• **Brief 1**: In the CCN abstract, rewrite the passage starting with "Fresher pollution aerosol" and going on through "uncertainty in cloudiness.", changing "cloudiness" to "cloud cover".
• **Brief 2**: According to the CCN abstract, under typical conditions, what uncertainty in cloud drop concentration results from a factor of two uncertainty in CCN concentration due to composition assumptions?

━━ Document extract

1Cooperative Institute for Research in the Environmental Sciences (CIRES), University of Colorado, Boulder, CO, USA
2NOAA Earth System Research Laboratory, Boulder, CO, USA
3Department of Chemistry and Biochemistry, University of Colorado, Boulder, CO, USA
4NOAA Pacific Marine Environmental Laboratory, Seattle, WA, USA
5Brookhaven National Laboratory, 75 Rutherford Drive, Upton, NY, USA
6Department of Environmental Toxicology, University of California, Davis, CA, USA
7School of Earth, Atmospheric and Environmental Science, The University of Manchester, UK
8National Centre for Atmospheric Science, School of Earth, Atmospheric and Environmental Sciences, The University of Manchester, Manchester, UK
Abstract. An accurate but simple quantification of the fraction of aerosol particles that can act as cloud condensation nuclei (CCN) is needed for implementation in large-scale models. Data on aerosol size distribution, chemical composition, and CCN concentration from six different locations have been analyzed to explore the extent to which simple assumptions of composition and mixing state of the organic fraction can reproduce measured CCN number concentrations.
Fresher pollution aerosol as encountered in Riverside, CA, and the ship channel in Houston, TX, cannot be represented without knowledge of more complex (size-resolved) composition. For aerosol that has experienced processing (Mexico City, Holme Moss (UK), Point Reyes (CA), and Chebogue Point (Canada)), CCN can be predicted within a factor of two assuming either externally or internally mixed soluble organics although these simplified compositions/mixing states might not represent the actual properties of ambient aerosol populations, in agreement with many previous CCN studies in the literature. Under typical conditions, a factor of two uncertainty in CCN concentration due to composition assumptions translates to an uncertainty of ~15% in cloud drop concentration, which might be adequate for large-scale models given the much larger uncertainty in cloudiness.

━━━━
━━ Data section

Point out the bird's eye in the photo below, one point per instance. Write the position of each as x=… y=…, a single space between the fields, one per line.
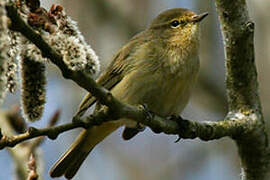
x=176 y=23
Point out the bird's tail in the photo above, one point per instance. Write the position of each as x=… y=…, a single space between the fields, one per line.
x=70 y=162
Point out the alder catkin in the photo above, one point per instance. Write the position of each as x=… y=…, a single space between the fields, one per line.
x=13 y=58
x=33 y=94
x=68 y=41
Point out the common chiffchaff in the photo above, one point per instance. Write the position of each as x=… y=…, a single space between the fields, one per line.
x=158 y=67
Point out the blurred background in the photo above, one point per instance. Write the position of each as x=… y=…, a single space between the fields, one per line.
x=108 y=25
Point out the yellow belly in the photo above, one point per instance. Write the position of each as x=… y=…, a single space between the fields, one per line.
x=163 y=95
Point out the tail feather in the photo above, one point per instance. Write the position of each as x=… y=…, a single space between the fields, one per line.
x=71 y=161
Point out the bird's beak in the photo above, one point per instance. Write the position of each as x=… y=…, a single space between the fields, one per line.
x=199 y=18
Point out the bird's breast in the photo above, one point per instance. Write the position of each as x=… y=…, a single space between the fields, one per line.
x=164 y=93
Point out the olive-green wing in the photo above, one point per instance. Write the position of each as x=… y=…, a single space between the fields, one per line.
x=114 y=73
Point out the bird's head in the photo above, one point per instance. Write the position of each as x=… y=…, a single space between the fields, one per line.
x=177 y=26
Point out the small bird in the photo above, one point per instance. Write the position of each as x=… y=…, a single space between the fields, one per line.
x=158 y=68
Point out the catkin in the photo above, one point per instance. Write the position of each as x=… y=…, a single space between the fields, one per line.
x=13 y=58
x=68 y=41
x=33 y=94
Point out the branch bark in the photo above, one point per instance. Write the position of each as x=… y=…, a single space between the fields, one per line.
x=242 y=87
x=244 y=122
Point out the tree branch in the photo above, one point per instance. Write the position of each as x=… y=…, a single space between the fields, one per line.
x=242 y=87
x=244 y=122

━━━━

• **Task answer 1**:
Fresher pollution aerosol as encountered in Riverside, CA, and the ship channel in Houston, TX, cannot be represented without knowledge of more complex (size-resolved) composition. For aerosol that has experienced processing (Mexico City, Holme Moss (UK), Point Reyes (CA), and Chebogue Point (Canada)), CCN can be predicted within a factor of two assuming either externally or internally mixed soluble organics although these simplified compositions/mixing states might not represent the actual properties of ambient aerosol populations, in agreement with many previous CCN studies in the literature. Under typical conditions, a factor of two uncertainty in CCN concentration due to composition assumptions translates to an uncertainty of ~15% in cloud drop concentration, which might be adequate for large-scale models given the much larger uncertainty in cloud cover.

• **Task answer 2**: About 15%.